* start Data *

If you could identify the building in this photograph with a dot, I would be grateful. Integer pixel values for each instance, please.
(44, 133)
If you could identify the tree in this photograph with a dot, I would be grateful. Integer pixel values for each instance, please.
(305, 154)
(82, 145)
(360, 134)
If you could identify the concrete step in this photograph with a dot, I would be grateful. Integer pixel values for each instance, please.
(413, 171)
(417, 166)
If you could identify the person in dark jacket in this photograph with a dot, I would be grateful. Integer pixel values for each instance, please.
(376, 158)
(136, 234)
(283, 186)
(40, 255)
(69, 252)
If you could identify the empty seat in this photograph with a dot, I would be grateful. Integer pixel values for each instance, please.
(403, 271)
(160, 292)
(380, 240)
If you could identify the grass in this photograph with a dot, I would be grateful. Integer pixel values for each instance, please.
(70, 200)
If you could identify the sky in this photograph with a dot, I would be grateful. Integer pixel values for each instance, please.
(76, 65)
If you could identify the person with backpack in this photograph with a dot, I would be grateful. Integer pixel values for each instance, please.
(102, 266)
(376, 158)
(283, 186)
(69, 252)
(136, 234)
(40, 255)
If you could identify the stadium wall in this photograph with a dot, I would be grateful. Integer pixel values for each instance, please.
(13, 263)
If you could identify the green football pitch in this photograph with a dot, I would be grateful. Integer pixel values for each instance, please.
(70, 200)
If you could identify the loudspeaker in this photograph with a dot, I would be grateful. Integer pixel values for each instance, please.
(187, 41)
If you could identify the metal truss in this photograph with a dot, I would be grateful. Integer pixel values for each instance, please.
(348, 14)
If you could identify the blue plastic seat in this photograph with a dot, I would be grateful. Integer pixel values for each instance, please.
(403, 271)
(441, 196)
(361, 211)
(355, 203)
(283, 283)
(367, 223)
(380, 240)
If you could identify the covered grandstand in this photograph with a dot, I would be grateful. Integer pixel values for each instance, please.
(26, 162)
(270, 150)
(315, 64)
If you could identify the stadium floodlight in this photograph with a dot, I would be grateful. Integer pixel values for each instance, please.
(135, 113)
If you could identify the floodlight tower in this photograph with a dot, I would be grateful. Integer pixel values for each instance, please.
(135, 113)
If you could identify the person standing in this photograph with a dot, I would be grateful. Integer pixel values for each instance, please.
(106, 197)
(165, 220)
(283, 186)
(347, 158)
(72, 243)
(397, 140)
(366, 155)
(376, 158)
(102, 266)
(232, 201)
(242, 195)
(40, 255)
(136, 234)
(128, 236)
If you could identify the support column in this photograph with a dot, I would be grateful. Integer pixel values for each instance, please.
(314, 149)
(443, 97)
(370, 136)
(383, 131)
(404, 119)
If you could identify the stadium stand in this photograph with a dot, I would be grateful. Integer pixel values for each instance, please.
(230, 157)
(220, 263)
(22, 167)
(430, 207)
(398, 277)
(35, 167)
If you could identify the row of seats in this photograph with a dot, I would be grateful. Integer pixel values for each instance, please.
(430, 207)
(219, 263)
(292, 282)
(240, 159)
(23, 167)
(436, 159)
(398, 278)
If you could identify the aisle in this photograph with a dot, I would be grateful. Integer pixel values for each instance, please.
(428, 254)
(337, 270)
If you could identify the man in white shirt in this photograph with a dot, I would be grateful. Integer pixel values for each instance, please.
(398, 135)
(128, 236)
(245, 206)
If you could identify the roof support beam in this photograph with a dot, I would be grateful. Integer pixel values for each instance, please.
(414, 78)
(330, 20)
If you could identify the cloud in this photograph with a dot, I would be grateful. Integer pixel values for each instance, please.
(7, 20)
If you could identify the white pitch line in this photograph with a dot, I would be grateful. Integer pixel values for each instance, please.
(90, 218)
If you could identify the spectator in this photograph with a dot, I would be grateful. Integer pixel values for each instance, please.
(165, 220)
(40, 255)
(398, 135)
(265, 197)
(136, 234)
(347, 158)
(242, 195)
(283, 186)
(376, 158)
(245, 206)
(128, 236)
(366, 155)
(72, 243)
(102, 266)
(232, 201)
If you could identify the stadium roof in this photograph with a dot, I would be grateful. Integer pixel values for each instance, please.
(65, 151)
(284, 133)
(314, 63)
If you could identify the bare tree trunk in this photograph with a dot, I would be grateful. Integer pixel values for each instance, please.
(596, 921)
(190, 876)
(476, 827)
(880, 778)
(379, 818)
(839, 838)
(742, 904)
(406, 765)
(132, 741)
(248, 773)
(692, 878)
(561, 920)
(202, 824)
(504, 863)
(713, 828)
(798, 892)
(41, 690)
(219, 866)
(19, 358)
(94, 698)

* end Data *

Rewrite the data above as a JSON list of strings, with one string per line and blank lines left out.

> **Result of this exercise**:
[
  "If you could identify the building in this photograph with a dot, I would be grateful. Integer pixel values for each instance, please.",
  "(44, 133)",
  "If you could identify the tree in this photograph with a dot, I would be grateful. Integer pixel values for each instance, please.",
  "(305, 154)",
  "(82, 145)",
  "(360, 134)",
  "If you could identify the concrete step in this photograph with a dot, I would be grateful. Integer pixel values for each instance, please.",
  "(413, 171)",
  "(417, 166)",
  "If you could identify the person in dark jacket in this photograph with a dot, I would be grateful. Integer pixel values for each instance, please.",
  "(376, 158)",
  "(136, 234)",
  "(283, 186)",
  "(40, 255)",
  "(69, 252)",
  "If you could identify the empty seat in this photograph with a dot, I would be grateful. Integer pixel values for each instance, please.",
  "(403, 271)",
  "(160, 292)",
  "(380, 240)",
  "If you could identify the grass in this photograph with a dot, I would be grateful. Integer pixel values for each instance, please.",
  "(70, 200)",
  "If you could identify the sky in this photograph with a dot, I would be grateful. Integer pixel values for each instance, please.",
  "(76, 65)",
  "If you could identify the person with backpack in this photograph with a dot, I would be grateful. Integer pixel values for each instance, please.",
  "(102, 266)",
  "(376, 158)",
  "(283, 186)",
  "(69, 252)",
  "(136, 234)",
  "(40, 255)",
  "If you could identify the stadium wall in this photograph with a dot, I would be grateful. Integer pixel values for each instance, please.",
  "(13, 263)",
  "If you could identify the green football pitch in this photograph with a dot, I would be grateful. Integer pixel values for each instance, please.",
  "(70, 200)",
  "If you could identify the loudspeaker in this photograph with a dot, I would be grateful. Integer pixel values for each instance, please.",
  "(187, 41)",
  "If you could identify the metal truss in this photograph with a dot, I would be grateful. Integer pixel values for each instance, please.",
  "(348, 14)",
  "If you could identify the blue plastic seat in this photograph with a dot, I would be grateful. Integer pixel values for each instance, please.",
  "(403, 271)",
  "(441, 196)",
  "(361, 211)",
  "(355, 203)",
  "(283, 283)",
  "(367, 223)",
  "(380, 240)",
  "If you could identify the covered grandstand in this photograph with a dot, I would be grateful. Integer pixel values for each instance, please.",
  "(26, 162)",
  "(270, 150)",
  "(315, 64)",
  "If you could identify the stadium floodlight in this photograph with a dot, I would be grateful. Integer pixel values for each instance, please.",
  "(135, 113)",
  "If you could identify the floodlight tower in this photograph with a dot, I would be grateful. Integer pixel values for each instance, please.",
  "(135, 113)",
  "If you could identify the person standing in this photograph with a dot, I would be grateful. Integer pixel values for each instance, please.",
  "(106, 197)",
  "(165, 220)",
  "(283, 186)",
  "(347, 158)",
  "(72, 243)",
  "(397, 140)",
  "(366, 155)",
  "(376, 158)",
  "(102, 266)",
  "(232, 201)",
  "(242, 195)",
  "(40, 255)",
  "(136, 234)",
  "(128, 236)",
  "If you could identify the support column in this photograph with a dot, I would be grateful. Integer pixel values for each instance, please.",
  "(314, 149)",
  "(443, 97)",
  "(370, 136)",
  "(383, 131)",
  "(404, 119)",
  "If you could identify the stadium stand in this photograph with a dot, I would be grateful. Integer pixel values for each instance, please.",
  "(230, 157)",
  "(220, 263)",
  "(22, 167)",
  "(430, 207)",
  "(398, 277)",
  "(35, 167)",
  "If you could identify the row of seats in this photograph with a dot, I would be grateful. Integer pixel values for each instance, please.",
  "(430, 207)",
  "(219, 263)",
  "(292, 282)",
  "(240, 159)",
  "(23, 167)",
  "(436, 159)",
  "(398, 278)",
  "If you could identify the aisle in this photograph with a dot, I would be grateful. Integer pixel values for each instance, please.",
  "(428, 254)",
  "(337, 270)",
  "If you could identify the man in white shirt in this photograph with a dot, I would be grateful. Integer pixel values for each instance, please.",
  "(398, 135)",
  "(128, 236)",
  "(245, 206)",
  "If you could identify the roof support beam in this photograph with a dot, I would be grateful. Integer pixel values for each instance, please.",
  "(414, 78)",
  "(330, 20)",
  "If you could identify the cloud in this photograph with a dot, I would be grateful. Integer pixel values for each instance, please.",
  "(7, 20)",
  "If you could identify the white pitch line in this photograph with a dot, I would be grateful. Integer pixel values for each instance, please.",
  "(90, 218)",
  "If you could identify the spectator in this photograph with a dot, I would be grateful. Integer pixel values for each instance, please.",
  "(165, 220)",
  "(40, 255)",
  "(398, 135)",
  "(265, 197)",
  "(136, 234)",
  "(347, 158)",
  "(242, 195)",
  "(283, 186)",
  "(376, 158)",
  "(245, 206)",
  "(128, 236)",
  "(366, 155)",
  "(72, 243)",
  "(102, 266)",
  "(232, 201)",
  "If you could identify the stadium roof in this photograph with a dot, I would be grateful. Integer pixel values for each instance, please.",
  "(65, 151)",
  "(284, 133)",
  "(314, 63)",
  "If you could identify the bare tree trunk in this photograph with a dot, I would be grateful. Integer pixel values for each instance, please.",
  "(596, 921)",
  "(190, 876)",
  "(476, 827)",
  "(880, 778)",
  "(379, 818)",
  "(839, 838)",
  "(742, 904)",
  "(406, 765)",
  "(132, 741)",
  "(248, 773)",
  "(692, 878)",
  "(561, 920)",
  "(202, 824)",
  "(504, 863)",
  "(713, 828)",
  "(798, 892)",
  "(41, 690)",
  "(219, 866)",
  "(19, 358)",
  "(94, 698)"
]